La Tuta Absoluta fait des ravages dans les plantations de tomates au Maroc. "Aucun producteur n'a été épargné et tous luttent pour contenir le problème". C'est ce que rapporte Oussama Machi, un producteur de légumes primeurs basé à Agadir.
Les producteurs de tomates marocains cohabitent avec la Tuta Absoluta depuis 2008. Le problème est maîtrisé, mais il entraîne des périodes de dégâts importants, comme en 2015, et il semble que cette année en sera une autre. "Les pertes sont de l'ordre de 20 % du tonnage produit, de 35 % en cas de combinaison avec le ToBRFV, et peuvent aller jusqu'à l'arrachage complet des plantes, un scénario fréquent. Et je parle ici d'exploitations aux pratiques culturales exemplaires et aux efforts de prévention importants, car sans elles, les pertes ne descendraient pas en dessous de 70%. Les dégâts dépendent également du stade de production. Si c'est avant la récolte, l'arrachage peut atteindre 100 %. On observe un pic de dégâts depuis le mois de juin.

▶ **Consigne**: Prolongez le texte sur la Tuta Absoluta dans les plantations de tomates marocaines en poursuivant après sa dernière phrase.

▶ **Entrées fournies**:
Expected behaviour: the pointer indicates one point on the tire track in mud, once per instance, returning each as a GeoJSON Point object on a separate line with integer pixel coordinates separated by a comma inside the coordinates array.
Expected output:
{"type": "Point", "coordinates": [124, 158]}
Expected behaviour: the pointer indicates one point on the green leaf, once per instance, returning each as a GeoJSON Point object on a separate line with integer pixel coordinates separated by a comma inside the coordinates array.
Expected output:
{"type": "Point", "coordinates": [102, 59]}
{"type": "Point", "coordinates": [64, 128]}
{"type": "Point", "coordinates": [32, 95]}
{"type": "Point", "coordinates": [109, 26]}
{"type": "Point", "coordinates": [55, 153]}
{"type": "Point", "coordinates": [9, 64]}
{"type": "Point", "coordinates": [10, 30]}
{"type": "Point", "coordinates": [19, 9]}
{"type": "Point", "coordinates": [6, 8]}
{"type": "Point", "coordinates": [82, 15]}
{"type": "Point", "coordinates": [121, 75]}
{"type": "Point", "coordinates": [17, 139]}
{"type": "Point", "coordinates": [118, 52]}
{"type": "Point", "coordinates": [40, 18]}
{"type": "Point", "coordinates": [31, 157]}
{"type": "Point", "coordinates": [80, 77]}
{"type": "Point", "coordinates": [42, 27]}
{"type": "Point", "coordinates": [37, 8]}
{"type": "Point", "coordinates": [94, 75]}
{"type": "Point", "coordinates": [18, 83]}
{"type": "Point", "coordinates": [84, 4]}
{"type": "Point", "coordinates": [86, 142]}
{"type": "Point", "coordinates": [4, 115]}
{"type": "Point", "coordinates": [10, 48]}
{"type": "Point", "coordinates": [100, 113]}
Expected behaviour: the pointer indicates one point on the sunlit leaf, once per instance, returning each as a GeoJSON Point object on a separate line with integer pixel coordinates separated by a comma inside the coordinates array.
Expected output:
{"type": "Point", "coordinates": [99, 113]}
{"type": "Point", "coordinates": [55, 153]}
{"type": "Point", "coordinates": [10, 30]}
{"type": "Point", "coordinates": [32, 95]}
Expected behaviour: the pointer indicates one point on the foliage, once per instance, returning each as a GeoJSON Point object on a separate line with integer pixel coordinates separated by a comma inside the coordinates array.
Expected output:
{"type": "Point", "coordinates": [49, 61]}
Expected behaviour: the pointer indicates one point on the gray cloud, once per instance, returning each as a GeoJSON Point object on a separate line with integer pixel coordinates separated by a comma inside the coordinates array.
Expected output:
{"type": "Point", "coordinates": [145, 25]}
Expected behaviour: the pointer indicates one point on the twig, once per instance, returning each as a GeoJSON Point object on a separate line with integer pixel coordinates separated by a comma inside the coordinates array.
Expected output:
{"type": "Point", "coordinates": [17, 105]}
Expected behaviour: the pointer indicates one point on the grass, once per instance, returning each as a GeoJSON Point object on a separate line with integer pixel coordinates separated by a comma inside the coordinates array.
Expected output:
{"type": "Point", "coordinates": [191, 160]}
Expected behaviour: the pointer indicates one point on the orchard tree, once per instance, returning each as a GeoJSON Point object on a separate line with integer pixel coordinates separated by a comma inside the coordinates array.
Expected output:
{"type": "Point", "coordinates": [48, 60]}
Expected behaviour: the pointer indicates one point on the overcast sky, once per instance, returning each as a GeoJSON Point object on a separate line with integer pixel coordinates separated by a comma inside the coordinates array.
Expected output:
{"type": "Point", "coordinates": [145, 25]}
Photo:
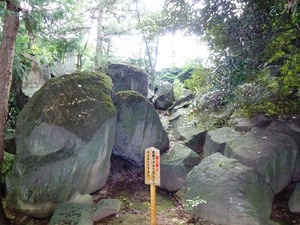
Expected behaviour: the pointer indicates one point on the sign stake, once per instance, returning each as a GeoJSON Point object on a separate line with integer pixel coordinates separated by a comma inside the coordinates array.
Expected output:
{"type": "Point", "coordinates": [153, 204]}
{"type": "Point", "coordinates": [152, 177]}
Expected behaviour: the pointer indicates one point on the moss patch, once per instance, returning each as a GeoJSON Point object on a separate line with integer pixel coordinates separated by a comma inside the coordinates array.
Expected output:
{"type": "Point", "coordinates": [79, 102]}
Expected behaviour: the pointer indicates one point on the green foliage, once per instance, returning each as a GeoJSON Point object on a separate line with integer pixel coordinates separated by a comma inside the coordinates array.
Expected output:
{"type": "Point", "coordinates": [174, 73]}
{"type": "Point", "coordinates": [200, 80]}
{"type": "Point", "coordinates": [245, 37]}
{"type": "Point", "coordinates": [191, 204]}
{"type": "Point", "coordinates": [178, 89]}
{"type": "Point", "coordinates": [12, 113]}
{"type": "Point", "coordinates": [8, 161]}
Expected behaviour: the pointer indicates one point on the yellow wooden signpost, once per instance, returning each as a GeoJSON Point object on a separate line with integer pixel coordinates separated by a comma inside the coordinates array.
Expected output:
{"type": "Point", "coordinates": [152, 177]}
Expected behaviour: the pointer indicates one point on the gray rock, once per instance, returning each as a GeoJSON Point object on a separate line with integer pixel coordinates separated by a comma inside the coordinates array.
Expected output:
{"type": "Point", "coordinates": [271, 154]}
{"type": "Point", "coordinates": [77, 211]}
{"type": "Point", "coordinates": [292, 129]}
{"type": "Point", "coordinates": [64, 140]}
{"type": "Point", "coordinates": [181, 103]}
{"type": "Point", "coordinates": [294, 201]}
{"type": "Point", "coordinates": [127, 77]}
{"type": "Point", "coordinates": [164, 97]}
{"type": "Point", "coordinates": [138, 127]}
{"type": "Point", "coordinates": [246, 124]}
{"type": "Point", "coordinates": [234, 194]}
{"type": "Point", "coordinates": [175, 165]}
{"type": "Point", "coordinates": [106, 207]}
{"type": "Point", "coordinates": [216, 139]}
{"type": "Point", "coordinates": [183, 129]}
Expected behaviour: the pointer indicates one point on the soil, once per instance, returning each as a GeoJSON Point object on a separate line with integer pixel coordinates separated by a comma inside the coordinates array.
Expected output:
{"type": "Point", "coordinates": [126, 183]}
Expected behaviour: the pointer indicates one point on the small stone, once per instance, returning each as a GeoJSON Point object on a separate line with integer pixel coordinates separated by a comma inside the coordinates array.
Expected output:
{"type": "Point", "coordinates": [106, 207]}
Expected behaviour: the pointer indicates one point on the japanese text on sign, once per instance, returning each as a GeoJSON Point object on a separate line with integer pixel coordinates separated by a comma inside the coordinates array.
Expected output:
{"type": "Point", "coordinates": [152, 166]}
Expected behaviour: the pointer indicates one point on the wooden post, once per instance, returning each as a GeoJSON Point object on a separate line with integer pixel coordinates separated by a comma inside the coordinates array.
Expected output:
{"type": "Point", "coordinates": [153, 204]}
{"type": "Point", "coordinates": [152, 177]}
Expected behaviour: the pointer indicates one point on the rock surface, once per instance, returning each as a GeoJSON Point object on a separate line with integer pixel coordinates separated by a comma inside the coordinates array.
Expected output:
{"type": "Point", "coordinates": [185, 130]}
{"type": "Point", "coordinates": [175, 165]}
{"type": "Point", "coordinates": [64, 139]}
{"type": "Point", "coordinates": [271, 154]}
{"type": "Point", "coordinates": [77, 211]}
{"type": "Point", "coordinates": [106, 207]}
{"type": "Point", "coordinates": [234, 194]}
{"type": "Point", "coordinates": [127, 77]}
{"type": "Point", "coordinates": [164, 97]}
{"type": "Point", "coordinates": [246, 124]}
{"type": "Point", "coordinates": [292, 129]}
{"type": "Point", "coordinates": [216, 139]}
{"type": "Point", "coordinates": [294, 201]}
{"type": "Point", "coordinates": [138, 127]}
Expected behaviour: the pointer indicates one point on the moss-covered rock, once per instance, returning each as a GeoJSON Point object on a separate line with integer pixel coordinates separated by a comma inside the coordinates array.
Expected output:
{"type": "Point", "coordinates": [223, 191]}
{"type": "Point", "coordinates": [270, 154]}
{"type": "Point", "coordinates": [138, 127]}
{"type": "Point", "coordinates": [64, 139]}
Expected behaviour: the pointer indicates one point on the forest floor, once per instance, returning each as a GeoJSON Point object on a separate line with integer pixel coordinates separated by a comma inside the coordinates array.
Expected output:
{"type": "Point", "coordinates": [126, 183]}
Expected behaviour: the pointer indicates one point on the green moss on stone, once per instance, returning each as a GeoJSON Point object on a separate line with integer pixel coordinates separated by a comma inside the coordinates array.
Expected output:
{"type": "Point", "coordinates": [79, 102]}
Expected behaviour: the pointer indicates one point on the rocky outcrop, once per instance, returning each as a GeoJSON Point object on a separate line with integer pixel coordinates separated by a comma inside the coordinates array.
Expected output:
{"type": "Point", "coordinates": [271, 154]}
{"type": "Point", "coordinates": [164, 97]}
{"type": "Point", "coordinates": [138, 127]}
{"type": "Point", "coordinates": [127, 77]}
{"type": "Point", "coordinates": [180, 126]}
{"type": "Point", "coordinates": [106, 207]}
{"type": "Point", "coordinates": [234, 193]}
{"type": "Point", "coordinates": [294, 201]}
{"type": "Point", "coordinates": [77, 211]}
{"type": "Point", "coordinates": [246, 124]}
{"type": "Point", "coordinates": [292, 129]}
{"type": "Point", "coordinates": [216, 139]}
{"type": "Point", "coordinates": [64, 141]}
{"type": "Point", "coordinates": [175, 165]}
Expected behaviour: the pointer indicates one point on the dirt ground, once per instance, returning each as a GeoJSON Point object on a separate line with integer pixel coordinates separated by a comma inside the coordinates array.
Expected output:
{"type": "Point", "coordinates": [126, 183]}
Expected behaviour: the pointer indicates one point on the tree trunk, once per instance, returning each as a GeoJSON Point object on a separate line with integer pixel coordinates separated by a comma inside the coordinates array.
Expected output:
{"type": "Point", "coordinates": [99, 46]}
{"type": "Point", "coordinates": [10, 29]}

▶ **Réponse**:
La généralisation actuelle de Tuta Absoluta dans les exploitations agricoles marocaines est due à l'évolution d'un des éléments de la lutte intégrée, à savoir les pesticides. Machi explique : "L'insecte a développé une résistance considérable aux pesticides autorisés tels que le chlorantraniliprole et l'abamectine. De plus, l'Europe n'autorise cette année que cinq ingrédients actifs, et ce nombre pourrait être réduit à trois en Allemagne. L'exclusion des pesticides efficaces contenant du Spinosad complique la situation. La propagation s'est accélérée avec la chaleur et l'humidité de cet été".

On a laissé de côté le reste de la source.